Repeat word for word everything from the line containing "(273,130) (no space after the comma)." to the end of the listing, first and last lines included, and only that.

▸ **DATA FOR THE TASK**

━━━

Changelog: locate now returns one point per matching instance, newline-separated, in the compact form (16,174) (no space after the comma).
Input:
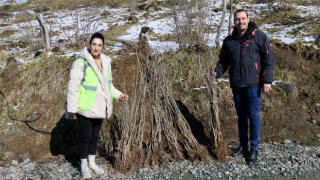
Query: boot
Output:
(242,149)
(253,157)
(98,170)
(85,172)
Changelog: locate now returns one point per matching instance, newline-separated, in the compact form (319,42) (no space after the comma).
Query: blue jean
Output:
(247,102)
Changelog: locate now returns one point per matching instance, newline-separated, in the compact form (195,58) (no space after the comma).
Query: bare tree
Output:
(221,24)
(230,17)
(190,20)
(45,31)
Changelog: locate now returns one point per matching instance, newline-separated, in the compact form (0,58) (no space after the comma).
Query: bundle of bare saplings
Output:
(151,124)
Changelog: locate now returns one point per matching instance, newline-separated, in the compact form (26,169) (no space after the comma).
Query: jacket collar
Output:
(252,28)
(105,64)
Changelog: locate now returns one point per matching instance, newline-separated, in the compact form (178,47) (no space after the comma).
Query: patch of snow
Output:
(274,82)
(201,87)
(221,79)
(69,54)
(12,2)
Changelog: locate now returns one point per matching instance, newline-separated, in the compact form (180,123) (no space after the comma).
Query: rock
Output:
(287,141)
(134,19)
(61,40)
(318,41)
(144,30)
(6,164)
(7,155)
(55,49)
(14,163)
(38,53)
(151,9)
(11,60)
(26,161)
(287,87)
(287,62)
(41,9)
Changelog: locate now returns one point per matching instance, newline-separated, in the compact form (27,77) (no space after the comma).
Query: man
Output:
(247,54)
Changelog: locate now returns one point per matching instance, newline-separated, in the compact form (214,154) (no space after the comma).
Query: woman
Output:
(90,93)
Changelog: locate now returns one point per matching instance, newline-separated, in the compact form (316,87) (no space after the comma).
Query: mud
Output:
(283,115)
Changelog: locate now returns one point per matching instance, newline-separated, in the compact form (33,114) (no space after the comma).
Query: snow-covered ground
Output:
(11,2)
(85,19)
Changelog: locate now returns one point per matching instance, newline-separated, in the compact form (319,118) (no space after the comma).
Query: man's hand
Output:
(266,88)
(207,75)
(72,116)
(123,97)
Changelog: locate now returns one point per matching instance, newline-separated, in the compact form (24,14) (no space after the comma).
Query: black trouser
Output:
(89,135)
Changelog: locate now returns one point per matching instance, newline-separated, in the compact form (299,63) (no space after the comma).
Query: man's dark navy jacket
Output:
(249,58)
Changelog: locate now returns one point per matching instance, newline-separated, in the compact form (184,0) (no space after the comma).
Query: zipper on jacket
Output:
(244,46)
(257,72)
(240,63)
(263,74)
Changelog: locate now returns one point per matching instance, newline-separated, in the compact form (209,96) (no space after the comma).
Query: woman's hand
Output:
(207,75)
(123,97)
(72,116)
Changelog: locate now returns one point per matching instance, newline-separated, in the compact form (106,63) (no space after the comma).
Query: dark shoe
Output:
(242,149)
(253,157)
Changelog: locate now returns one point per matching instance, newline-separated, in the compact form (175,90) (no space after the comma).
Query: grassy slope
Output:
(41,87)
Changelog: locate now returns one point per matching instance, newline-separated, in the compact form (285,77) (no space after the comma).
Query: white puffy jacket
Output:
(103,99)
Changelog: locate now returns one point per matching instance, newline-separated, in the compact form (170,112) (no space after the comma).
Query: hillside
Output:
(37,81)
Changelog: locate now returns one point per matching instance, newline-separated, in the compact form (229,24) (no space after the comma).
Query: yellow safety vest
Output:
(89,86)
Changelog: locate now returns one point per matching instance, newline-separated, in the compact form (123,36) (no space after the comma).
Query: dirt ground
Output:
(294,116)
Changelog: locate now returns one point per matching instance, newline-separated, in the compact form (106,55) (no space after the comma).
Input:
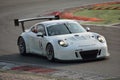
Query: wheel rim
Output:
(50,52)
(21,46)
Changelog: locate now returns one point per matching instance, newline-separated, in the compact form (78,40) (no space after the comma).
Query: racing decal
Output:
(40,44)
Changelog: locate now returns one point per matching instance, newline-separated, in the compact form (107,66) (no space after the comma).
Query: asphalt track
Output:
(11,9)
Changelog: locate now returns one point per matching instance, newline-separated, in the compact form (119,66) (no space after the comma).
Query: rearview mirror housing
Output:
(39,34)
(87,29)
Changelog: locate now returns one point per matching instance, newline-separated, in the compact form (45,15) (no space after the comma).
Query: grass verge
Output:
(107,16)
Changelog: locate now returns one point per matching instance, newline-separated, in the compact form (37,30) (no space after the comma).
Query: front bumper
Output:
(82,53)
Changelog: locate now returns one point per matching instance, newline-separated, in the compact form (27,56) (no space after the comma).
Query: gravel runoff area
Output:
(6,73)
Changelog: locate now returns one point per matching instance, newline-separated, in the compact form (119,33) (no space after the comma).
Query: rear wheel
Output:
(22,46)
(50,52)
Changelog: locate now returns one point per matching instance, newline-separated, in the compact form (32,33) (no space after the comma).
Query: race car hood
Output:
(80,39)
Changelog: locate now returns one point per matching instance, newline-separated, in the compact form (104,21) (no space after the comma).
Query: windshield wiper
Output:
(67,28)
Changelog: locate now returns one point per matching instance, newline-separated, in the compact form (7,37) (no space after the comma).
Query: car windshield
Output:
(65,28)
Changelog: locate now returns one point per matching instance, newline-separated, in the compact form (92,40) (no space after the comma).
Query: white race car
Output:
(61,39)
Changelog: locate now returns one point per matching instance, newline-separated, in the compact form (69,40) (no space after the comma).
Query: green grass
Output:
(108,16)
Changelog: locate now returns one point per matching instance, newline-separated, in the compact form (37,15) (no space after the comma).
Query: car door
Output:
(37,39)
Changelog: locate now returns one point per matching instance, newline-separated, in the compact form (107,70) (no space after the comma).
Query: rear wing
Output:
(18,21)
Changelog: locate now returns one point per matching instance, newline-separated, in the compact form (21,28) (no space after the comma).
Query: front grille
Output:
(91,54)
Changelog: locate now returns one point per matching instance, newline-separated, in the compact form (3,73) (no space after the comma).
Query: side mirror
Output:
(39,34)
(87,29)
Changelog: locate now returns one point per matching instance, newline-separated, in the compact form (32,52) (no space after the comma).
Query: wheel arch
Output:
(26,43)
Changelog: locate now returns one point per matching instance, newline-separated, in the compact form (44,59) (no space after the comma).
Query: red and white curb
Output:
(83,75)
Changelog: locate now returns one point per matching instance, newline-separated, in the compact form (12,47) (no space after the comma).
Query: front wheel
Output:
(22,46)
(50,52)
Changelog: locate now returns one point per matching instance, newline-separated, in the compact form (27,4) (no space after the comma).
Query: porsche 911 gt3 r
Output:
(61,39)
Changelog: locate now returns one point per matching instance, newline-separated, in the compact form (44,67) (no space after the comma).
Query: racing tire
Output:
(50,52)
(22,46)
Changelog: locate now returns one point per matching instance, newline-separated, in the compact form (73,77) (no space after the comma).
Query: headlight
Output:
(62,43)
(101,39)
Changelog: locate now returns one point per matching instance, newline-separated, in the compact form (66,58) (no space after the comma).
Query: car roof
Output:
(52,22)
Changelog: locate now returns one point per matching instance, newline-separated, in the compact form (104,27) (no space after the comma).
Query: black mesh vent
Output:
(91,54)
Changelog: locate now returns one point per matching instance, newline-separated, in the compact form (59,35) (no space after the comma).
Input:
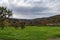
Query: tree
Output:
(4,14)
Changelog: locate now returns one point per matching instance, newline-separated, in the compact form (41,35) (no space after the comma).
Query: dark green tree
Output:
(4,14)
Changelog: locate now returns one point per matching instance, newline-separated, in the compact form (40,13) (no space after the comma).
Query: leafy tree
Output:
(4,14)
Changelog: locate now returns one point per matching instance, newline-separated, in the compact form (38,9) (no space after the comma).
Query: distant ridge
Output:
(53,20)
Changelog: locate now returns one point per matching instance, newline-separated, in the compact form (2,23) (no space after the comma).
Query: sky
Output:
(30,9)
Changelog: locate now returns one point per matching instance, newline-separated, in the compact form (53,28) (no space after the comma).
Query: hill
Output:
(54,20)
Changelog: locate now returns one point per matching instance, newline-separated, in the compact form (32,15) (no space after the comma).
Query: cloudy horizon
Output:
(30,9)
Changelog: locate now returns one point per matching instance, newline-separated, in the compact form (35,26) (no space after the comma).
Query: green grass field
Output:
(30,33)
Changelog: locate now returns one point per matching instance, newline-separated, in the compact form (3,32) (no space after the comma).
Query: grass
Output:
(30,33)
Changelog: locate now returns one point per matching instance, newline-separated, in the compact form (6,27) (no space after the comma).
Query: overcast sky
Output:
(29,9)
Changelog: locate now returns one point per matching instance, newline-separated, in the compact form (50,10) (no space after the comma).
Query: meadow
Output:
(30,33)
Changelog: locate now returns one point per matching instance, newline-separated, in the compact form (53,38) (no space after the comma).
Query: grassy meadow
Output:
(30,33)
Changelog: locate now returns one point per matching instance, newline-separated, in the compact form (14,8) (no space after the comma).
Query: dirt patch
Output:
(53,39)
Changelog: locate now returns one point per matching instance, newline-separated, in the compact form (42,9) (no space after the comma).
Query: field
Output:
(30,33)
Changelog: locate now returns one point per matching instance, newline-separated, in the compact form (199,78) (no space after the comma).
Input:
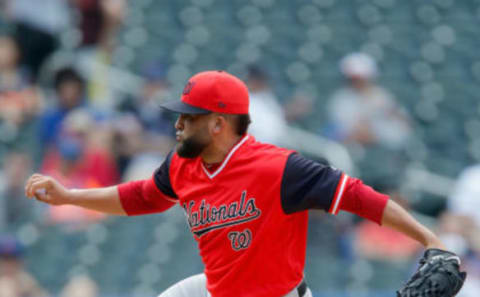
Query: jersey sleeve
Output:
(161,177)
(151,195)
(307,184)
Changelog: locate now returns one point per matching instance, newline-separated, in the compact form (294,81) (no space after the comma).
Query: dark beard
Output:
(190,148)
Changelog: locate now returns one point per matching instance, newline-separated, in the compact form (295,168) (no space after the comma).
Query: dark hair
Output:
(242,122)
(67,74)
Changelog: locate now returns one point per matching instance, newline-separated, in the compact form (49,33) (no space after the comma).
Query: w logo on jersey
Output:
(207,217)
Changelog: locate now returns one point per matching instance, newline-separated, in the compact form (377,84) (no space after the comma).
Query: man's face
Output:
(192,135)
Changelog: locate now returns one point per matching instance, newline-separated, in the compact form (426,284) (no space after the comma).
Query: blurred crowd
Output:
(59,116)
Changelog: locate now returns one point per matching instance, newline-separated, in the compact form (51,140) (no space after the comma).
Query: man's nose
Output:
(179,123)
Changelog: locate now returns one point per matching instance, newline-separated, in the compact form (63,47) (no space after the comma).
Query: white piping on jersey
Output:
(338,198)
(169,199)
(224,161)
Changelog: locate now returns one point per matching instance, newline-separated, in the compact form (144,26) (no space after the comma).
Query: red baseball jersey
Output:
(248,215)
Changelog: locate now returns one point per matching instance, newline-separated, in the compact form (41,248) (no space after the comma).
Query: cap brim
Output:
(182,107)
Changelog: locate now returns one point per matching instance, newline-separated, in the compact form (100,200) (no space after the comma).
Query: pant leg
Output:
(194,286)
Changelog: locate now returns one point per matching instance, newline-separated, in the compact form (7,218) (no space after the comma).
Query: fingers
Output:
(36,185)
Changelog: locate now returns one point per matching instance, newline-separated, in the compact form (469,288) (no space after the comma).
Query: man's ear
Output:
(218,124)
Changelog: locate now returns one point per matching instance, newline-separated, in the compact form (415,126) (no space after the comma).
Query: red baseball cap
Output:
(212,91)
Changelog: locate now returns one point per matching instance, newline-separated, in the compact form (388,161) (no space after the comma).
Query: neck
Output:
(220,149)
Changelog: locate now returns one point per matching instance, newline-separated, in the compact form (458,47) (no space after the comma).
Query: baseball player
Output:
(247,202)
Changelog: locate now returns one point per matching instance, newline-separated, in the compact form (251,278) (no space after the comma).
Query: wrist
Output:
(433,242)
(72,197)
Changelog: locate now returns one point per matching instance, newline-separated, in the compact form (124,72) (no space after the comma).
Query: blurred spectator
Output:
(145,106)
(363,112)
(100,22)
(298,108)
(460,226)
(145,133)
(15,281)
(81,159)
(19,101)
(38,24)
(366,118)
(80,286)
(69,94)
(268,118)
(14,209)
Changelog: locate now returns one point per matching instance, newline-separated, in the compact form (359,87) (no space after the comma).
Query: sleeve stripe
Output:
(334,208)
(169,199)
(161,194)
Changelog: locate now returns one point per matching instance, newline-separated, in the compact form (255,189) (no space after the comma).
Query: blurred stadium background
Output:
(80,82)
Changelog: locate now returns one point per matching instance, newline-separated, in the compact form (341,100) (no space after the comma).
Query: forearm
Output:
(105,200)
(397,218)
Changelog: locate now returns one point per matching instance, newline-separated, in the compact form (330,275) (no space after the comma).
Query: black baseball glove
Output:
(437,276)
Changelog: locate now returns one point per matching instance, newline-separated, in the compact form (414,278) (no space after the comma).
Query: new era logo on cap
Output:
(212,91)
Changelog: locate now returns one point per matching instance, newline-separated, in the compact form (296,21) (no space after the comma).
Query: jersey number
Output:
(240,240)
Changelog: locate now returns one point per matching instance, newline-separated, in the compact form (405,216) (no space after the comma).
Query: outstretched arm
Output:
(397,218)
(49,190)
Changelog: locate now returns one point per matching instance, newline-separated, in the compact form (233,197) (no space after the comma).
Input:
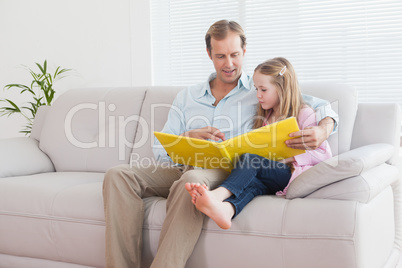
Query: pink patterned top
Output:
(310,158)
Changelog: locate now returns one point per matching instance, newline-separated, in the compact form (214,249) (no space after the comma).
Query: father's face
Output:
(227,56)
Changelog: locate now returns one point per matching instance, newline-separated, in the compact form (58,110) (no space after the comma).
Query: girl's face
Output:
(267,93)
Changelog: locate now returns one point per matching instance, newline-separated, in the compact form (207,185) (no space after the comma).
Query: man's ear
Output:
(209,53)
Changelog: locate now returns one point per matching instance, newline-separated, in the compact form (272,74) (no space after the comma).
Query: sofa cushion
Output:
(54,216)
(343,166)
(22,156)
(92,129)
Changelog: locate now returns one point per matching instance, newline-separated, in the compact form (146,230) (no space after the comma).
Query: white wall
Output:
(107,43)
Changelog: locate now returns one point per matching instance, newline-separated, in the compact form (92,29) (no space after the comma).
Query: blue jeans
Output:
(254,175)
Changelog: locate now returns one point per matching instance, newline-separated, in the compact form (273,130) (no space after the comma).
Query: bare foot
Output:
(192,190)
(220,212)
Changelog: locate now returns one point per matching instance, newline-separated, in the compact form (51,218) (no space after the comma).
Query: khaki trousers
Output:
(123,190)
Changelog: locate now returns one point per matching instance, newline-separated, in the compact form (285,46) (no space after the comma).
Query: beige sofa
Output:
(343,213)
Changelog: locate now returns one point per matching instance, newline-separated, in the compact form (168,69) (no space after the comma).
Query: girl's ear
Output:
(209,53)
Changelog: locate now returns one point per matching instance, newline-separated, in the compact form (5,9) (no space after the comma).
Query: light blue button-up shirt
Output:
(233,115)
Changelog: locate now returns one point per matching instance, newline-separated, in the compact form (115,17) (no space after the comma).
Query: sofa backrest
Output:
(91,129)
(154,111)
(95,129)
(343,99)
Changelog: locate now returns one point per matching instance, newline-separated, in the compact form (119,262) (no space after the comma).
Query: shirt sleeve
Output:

━━━

▸ **EXERCISE OUTPUT**
Changelog: locate now returns one point per matching instance, newline-separated, in the compact form (273,130) (no space after the comma).
Query: bare foot
Output:
(192,190)
(220,212)
Changelog: locate now returns one point per matching instance, newline-separated, in the compact form (51,218) (no space after the comma).
Query: khaki trousers
Output:
(123,190)
Changelog: locate now returns one point per matching instance, newline-separated, in the compact form (285,46) (no space after the comma).
Query: beige sofa
Output:
(343,213)
Changelog: locate now returns one point per matching instance, newline-separated, in the compact form (168,69) (no space after the comma).
Query: girl's ear
Output:
(209,53)
Changelog: locate now returns one point per matching instance, newline-separated, in the compact form (5,9) (no space after the comma).
Query: light blue button-up shirt
Output:
(233,115)
Changelog: locate now returns one point per matching instance, newline-separated, in the compact form (115,17) (no space after the comma).
Query: sofa backrest
Output:
(91,129)
(154,111)
(95,129)
(343,99)
Changelog: locate now returns one point per matching instance, newline-separated, in the compact form (119,262) (no space after the comma).
Query: shirt sleeve
Output:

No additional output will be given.